-- start RAW DATA --
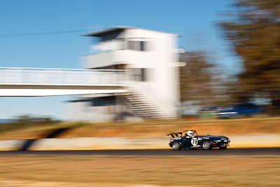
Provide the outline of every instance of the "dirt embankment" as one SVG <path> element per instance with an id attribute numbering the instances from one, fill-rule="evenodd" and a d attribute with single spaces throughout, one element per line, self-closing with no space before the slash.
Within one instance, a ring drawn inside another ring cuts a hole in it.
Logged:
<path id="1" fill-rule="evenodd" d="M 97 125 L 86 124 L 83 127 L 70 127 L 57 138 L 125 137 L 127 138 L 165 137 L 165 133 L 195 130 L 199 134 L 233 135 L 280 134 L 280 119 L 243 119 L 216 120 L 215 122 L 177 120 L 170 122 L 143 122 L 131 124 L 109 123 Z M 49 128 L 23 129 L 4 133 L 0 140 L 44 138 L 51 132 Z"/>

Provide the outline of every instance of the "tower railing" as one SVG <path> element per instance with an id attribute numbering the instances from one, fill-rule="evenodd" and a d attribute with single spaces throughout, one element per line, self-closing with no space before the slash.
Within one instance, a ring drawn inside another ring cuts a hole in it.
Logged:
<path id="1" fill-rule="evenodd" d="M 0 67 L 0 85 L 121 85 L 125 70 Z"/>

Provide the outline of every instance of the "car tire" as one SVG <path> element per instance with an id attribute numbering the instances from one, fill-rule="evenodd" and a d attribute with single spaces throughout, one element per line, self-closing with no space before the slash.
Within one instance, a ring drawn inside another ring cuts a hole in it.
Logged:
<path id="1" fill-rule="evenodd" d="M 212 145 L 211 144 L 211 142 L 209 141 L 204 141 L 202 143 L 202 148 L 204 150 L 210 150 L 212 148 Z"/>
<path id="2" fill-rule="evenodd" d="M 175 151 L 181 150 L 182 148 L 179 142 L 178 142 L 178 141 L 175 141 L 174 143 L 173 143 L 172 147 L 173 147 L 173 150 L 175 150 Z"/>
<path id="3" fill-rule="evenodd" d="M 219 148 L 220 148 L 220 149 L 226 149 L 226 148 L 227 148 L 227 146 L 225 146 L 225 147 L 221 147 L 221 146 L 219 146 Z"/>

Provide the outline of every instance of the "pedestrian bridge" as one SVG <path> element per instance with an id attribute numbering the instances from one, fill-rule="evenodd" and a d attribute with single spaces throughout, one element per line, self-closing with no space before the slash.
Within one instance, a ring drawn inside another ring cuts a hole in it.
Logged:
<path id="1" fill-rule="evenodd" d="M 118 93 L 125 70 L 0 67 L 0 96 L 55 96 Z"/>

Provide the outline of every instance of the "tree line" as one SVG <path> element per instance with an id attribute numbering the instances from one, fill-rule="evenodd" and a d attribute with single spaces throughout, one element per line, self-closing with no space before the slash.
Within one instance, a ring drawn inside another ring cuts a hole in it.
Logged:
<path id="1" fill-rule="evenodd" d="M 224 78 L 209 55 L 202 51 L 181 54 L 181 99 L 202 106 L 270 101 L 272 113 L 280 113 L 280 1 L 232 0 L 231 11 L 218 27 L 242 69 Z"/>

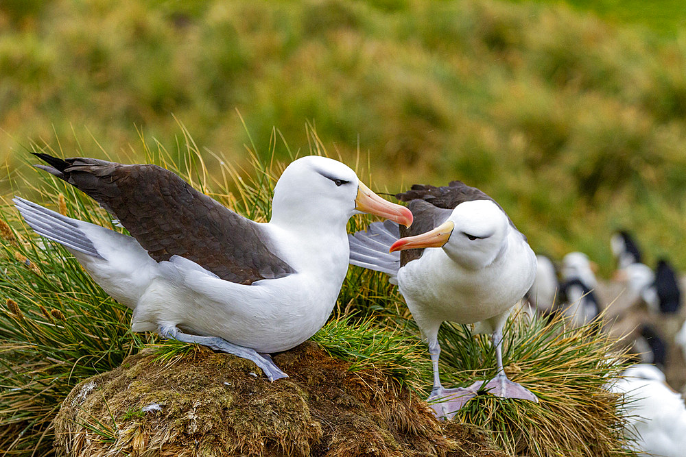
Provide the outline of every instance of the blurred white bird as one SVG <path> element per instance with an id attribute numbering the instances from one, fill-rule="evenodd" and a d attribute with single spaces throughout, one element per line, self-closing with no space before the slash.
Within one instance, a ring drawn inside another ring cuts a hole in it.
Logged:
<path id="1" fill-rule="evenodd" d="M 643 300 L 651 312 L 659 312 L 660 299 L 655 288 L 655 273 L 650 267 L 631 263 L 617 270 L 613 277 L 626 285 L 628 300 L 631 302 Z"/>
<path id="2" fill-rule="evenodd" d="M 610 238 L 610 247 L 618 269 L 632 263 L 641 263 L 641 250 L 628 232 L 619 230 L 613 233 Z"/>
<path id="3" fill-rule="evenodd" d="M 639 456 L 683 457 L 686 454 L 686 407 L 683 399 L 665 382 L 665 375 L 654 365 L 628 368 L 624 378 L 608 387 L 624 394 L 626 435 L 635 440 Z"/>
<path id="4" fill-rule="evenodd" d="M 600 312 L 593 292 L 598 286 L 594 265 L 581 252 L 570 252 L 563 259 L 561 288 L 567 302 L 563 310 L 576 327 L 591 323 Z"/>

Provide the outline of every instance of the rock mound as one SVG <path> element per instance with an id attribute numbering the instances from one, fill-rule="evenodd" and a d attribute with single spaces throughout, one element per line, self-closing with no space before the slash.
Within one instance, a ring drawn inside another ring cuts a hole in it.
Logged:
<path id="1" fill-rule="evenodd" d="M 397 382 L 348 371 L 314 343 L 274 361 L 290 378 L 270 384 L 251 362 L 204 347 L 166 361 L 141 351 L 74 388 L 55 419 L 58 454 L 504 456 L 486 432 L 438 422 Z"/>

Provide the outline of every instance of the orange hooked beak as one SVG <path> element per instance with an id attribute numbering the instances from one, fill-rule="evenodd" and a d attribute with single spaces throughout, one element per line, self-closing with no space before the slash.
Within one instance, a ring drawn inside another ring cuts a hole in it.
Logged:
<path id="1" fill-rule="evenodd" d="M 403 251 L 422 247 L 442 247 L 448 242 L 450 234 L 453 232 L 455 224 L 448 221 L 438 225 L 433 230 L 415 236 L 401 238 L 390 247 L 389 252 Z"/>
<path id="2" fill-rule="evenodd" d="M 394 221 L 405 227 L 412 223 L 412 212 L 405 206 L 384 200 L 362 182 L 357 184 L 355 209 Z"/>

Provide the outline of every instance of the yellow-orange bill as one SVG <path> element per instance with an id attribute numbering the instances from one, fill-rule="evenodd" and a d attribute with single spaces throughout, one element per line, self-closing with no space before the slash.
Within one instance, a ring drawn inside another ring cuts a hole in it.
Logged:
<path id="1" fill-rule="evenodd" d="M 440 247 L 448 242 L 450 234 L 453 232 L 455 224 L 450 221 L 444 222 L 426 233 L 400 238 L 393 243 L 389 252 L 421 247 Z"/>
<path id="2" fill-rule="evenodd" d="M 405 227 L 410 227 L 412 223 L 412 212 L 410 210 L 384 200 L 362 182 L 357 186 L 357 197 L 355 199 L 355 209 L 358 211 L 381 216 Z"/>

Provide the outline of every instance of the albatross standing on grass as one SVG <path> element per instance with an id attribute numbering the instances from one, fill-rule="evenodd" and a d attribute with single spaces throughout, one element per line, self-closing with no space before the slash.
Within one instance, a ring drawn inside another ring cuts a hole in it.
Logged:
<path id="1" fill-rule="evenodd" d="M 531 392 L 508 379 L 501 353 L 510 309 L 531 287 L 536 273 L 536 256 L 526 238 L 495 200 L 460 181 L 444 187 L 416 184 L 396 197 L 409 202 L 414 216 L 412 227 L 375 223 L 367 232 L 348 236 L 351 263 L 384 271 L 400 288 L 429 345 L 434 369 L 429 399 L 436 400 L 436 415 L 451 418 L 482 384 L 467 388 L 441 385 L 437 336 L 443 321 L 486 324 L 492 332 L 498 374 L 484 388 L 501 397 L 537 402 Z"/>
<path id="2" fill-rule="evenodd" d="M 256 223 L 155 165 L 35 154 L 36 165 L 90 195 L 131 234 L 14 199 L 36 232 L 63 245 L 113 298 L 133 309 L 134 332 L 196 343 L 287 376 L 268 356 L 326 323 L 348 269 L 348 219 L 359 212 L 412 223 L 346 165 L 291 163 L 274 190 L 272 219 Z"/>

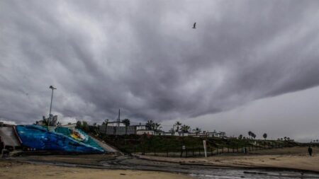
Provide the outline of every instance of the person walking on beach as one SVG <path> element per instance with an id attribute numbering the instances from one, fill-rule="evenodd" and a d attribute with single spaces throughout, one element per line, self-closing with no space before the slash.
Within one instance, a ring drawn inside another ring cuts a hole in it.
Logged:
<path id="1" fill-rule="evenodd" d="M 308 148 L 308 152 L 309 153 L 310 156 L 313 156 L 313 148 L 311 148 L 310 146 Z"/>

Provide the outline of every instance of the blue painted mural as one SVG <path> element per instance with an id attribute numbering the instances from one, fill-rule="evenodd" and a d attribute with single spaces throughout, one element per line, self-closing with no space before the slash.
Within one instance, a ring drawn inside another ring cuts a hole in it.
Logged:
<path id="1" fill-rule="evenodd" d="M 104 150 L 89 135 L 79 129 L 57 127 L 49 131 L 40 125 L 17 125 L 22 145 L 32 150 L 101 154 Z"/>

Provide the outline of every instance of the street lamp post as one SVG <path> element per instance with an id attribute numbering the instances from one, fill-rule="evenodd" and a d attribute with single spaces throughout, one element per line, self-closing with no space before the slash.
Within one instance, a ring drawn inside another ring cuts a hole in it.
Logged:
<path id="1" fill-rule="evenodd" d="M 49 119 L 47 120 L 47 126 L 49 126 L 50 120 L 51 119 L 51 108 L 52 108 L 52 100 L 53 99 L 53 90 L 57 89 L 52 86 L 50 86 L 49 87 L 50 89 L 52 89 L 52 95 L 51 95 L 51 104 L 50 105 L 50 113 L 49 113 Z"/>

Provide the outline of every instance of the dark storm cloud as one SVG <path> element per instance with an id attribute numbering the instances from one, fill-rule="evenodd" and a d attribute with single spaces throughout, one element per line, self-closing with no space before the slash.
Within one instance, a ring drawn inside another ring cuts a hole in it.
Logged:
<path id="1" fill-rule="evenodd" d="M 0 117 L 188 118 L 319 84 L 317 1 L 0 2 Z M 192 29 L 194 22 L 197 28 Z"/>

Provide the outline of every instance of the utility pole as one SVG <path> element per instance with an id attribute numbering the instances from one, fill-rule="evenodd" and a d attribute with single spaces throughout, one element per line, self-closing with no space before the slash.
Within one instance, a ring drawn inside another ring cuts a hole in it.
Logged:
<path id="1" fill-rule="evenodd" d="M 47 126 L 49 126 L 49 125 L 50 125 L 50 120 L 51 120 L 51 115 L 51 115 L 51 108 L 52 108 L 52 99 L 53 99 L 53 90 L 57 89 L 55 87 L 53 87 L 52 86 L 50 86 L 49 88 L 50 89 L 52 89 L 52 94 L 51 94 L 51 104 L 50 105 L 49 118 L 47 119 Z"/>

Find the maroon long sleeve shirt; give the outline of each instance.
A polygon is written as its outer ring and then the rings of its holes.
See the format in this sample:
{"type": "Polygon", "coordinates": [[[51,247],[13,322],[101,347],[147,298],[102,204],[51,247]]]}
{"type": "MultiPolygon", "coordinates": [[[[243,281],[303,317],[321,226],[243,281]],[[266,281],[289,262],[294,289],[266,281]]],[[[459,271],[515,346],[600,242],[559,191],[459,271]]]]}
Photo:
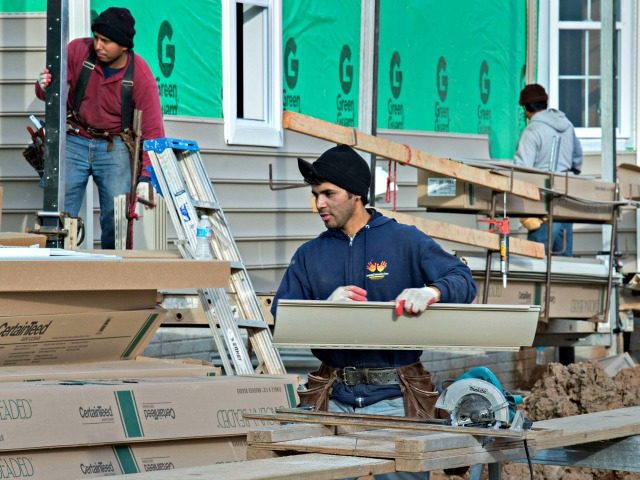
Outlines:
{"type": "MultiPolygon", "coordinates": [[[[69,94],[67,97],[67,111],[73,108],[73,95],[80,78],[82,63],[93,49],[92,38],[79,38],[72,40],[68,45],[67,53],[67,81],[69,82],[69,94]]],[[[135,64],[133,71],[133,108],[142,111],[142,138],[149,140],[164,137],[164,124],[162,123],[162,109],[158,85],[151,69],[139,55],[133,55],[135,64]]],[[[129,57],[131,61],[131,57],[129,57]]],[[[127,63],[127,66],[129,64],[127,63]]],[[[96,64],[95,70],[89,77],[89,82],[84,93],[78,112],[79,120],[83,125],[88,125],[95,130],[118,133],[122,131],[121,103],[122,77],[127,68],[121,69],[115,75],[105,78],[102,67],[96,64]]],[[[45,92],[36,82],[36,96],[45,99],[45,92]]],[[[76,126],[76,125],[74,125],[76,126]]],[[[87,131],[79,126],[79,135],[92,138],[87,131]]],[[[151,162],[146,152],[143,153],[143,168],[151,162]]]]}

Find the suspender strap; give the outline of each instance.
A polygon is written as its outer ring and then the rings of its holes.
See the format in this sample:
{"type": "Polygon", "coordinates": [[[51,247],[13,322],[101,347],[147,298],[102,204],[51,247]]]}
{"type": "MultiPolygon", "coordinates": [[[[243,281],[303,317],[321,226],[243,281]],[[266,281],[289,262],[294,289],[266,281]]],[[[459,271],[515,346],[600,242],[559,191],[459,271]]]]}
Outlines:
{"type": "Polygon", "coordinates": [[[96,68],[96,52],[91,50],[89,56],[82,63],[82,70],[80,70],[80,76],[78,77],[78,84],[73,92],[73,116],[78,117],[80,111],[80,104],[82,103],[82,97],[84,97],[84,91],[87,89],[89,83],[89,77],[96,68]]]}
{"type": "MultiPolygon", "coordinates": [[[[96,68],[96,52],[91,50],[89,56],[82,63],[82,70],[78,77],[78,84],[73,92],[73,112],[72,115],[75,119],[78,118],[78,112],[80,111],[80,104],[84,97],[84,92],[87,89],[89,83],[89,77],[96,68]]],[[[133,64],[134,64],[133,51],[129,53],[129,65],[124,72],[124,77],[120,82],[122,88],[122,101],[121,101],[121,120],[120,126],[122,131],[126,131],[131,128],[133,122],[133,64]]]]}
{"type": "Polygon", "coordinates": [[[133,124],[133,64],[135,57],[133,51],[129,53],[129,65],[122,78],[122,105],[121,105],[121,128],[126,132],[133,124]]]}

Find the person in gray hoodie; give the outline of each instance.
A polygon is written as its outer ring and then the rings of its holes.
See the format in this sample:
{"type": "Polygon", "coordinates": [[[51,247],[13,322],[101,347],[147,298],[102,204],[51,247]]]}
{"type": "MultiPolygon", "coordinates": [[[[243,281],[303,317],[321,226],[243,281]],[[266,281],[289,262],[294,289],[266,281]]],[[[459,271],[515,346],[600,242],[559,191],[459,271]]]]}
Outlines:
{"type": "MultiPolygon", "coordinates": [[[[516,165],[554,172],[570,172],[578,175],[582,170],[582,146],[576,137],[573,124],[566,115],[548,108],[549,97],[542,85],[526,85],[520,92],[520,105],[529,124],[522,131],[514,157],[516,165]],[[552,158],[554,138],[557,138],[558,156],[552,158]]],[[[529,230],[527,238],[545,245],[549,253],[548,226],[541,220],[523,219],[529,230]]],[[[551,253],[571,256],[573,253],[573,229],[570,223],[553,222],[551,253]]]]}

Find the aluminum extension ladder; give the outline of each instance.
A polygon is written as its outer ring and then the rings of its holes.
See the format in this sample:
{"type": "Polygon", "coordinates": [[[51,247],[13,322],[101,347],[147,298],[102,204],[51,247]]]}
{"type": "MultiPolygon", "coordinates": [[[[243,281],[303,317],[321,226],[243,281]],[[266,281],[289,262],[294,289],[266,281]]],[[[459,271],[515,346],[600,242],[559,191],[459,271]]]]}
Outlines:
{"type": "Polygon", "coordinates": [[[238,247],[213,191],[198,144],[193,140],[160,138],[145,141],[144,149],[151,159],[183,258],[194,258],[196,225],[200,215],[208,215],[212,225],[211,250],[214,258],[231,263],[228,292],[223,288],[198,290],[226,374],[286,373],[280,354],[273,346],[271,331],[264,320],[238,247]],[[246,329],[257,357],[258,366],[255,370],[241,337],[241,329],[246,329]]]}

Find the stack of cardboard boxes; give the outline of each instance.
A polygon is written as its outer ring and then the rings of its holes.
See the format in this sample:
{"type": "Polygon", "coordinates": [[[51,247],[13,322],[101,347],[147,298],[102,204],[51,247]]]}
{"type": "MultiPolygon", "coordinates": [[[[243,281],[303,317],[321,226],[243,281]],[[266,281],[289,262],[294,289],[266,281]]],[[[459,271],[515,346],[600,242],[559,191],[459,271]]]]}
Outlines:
-- end RAW DATA --
§ **TO DO**: Rewrite the rows starting at the line containing "Provide the outline of every instance of the blue" and ending at the line containing "0 117 L 188", keeping every request line unchanged and scaling each path coordinate in the answers by 1.1, rounded to the nearest whole number with halves rounded up.

§ **RESPONSE**:
Provide the outline of every instance of the blue painted mural as one SVG <path> element per instance with an id attribute numbering the instances from one, fill-rule="evenodd" and a d attribute with single spaces throughout, one element per line, self-closing with no space before the slash.
Within one instance, a ring drawn inside another ring cuts a hole in it.
Logged:
<path id="1" fill-rule="evenodd" d="M 114 165 L 98 149 L 87 142 L 63 140 L 54 144 L 44 138 L 19 138 L 24 160 L 35 165 L 111 169 Z"/>

Provide the outline of every instance of the street lamp post as one SVG <path> element per instance with an id attribute numbering the instances from one, fill-rule="evenodd" and a d attribute with single spaces throughout, one element per line, self-closing with no space before the slash.
Within one instance, a ring drawn inside another ring cuts a hole in it.
Logged:
<path id="1" fill-rule="evenodd" d="M 54 131 L 52 132 L 52 139 L 54 139 L 55 132 L 56 131 L 56 119 L 57 119 L 57 110 L 58 109 L 58 99 L 63 98 L 57 95 L 55 95 L 54 96 L 55 98 L 57 98 L 57 105 L 56 105 L 56 114 L 55 116 L 55 124 L 54 124 Z"/>

Provide the outline of every instance of the dark storm cloud as one SVG <path> element per instance with an id attribute numbering the instances from one, fill-rule="evenodd" and a d attribute with single spaces throughout, one element per line, self-closing with no space before the slash.
Within one instance, a ring drawn inside another ring cuts a hole in it.
Logged:
<path id="1" fill-rule="evenodd" d="M 0 129 L 207 130 L 351 92 L 349 1 L 0 2 Z M 211 32 L 213 24 L 217 31 Z"/>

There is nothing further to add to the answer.